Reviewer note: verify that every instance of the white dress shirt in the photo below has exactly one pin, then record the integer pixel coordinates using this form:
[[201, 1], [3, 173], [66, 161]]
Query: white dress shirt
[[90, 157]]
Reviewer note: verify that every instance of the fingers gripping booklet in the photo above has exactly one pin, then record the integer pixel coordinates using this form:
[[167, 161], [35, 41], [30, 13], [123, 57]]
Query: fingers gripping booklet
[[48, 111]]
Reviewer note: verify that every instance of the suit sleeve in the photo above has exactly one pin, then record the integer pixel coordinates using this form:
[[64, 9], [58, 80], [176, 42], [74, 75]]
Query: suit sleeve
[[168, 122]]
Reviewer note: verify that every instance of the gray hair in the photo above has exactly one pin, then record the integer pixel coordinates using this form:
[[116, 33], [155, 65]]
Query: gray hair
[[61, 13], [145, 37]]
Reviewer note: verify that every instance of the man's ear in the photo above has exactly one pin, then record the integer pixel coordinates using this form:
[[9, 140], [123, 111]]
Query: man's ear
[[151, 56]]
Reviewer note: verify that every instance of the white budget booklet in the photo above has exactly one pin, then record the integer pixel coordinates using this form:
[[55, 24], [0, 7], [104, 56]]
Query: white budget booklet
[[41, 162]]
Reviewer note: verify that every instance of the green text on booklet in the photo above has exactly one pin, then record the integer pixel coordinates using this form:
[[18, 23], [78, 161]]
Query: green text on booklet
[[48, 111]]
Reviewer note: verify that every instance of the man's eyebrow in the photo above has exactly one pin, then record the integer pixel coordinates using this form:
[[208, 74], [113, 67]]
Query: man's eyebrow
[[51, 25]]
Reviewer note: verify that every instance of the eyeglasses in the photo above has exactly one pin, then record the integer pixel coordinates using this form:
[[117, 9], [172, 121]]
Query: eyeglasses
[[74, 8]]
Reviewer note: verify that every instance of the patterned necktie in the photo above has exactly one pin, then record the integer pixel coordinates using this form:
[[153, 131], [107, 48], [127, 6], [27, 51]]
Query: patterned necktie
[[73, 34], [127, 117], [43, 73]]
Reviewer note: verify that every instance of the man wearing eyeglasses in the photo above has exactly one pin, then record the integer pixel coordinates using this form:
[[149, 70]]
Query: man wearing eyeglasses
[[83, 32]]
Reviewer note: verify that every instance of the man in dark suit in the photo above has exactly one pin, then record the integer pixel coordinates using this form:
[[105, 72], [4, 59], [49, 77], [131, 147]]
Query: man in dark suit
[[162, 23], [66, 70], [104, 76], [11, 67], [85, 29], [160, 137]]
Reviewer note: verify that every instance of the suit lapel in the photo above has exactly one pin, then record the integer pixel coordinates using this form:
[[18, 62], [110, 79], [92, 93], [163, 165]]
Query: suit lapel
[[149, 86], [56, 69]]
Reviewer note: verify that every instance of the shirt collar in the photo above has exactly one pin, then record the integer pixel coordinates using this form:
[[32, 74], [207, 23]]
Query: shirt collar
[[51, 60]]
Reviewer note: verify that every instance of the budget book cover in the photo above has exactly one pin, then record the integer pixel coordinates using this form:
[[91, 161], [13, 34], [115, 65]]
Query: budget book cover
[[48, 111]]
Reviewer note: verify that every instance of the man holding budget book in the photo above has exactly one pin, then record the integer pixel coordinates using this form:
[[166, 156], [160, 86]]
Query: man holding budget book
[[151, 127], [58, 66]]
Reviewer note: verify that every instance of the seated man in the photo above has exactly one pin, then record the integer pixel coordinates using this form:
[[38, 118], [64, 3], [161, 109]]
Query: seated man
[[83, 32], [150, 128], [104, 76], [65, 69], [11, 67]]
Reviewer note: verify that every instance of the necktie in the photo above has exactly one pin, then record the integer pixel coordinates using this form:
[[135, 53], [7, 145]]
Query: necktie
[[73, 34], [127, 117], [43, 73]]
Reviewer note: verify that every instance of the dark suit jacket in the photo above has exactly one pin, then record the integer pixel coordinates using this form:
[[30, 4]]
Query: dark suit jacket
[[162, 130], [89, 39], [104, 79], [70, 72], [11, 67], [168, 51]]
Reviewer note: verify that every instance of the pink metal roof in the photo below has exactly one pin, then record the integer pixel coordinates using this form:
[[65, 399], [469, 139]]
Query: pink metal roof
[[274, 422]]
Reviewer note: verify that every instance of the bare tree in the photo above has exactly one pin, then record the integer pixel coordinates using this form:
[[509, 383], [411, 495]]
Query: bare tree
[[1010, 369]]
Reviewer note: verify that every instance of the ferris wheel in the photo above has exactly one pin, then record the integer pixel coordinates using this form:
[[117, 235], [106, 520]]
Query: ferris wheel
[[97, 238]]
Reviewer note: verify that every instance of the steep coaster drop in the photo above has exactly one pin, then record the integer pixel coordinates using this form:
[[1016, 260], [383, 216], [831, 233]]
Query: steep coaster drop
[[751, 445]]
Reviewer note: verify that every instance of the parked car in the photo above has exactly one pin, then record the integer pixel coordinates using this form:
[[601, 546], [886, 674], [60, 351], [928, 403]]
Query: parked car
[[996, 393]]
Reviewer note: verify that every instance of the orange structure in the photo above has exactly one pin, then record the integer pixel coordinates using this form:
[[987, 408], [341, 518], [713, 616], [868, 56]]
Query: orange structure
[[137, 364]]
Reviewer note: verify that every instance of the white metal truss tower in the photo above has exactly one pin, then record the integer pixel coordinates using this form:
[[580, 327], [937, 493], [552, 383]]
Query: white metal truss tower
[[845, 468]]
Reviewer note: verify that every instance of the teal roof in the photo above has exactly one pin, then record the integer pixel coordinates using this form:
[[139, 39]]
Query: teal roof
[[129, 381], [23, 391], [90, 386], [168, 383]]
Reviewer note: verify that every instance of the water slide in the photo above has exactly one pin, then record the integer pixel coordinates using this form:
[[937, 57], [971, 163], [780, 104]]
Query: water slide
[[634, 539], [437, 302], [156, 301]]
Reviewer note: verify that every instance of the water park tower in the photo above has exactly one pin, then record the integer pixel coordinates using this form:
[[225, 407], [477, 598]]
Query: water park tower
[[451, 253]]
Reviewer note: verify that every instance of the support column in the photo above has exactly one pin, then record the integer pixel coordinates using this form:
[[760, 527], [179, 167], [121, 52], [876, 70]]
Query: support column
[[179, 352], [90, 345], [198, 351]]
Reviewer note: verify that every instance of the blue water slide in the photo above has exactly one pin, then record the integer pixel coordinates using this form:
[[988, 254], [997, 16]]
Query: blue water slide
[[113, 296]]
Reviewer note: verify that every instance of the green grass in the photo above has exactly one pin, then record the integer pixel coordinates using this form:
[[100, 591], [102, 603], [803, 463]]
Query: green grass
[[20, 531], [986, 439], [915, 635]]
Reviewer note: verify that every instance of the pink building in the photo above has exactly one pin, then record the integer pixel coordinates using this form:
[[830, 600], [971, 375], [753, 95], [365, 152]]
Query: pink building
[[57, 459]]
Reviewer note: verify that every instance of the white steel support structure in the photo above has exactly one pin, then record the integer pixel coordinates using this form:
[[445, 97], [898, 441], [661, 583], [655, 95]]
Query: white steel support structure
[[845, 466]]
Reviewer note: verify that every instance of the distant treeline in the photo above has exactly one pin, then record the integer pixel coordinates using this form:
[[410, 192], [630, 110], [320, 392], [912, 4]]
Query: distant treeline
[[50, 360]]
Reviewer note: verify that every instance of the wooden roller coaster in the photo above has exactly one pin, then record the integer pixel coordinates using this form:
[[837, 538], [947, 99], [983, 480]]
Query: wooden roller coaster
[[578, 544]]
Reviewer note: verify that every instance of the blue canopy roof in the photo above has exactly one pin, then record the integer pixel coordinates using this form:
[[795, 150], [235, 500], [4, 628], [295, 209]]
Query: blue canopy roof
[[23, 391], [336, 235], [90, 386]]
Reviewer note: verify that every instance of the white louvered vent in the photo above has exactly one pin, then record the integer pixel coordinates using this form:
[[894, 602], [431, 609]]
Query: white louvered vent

---+---

THE TASK: Go through the entries and copy each line holding the string "vent".

RESPONSE AREA:
Reviewer note: verify that every instance of the white louvered vent in the photo above has exactly one pin, then record the integer pixel coordinates using this form:
Query: white louvered vent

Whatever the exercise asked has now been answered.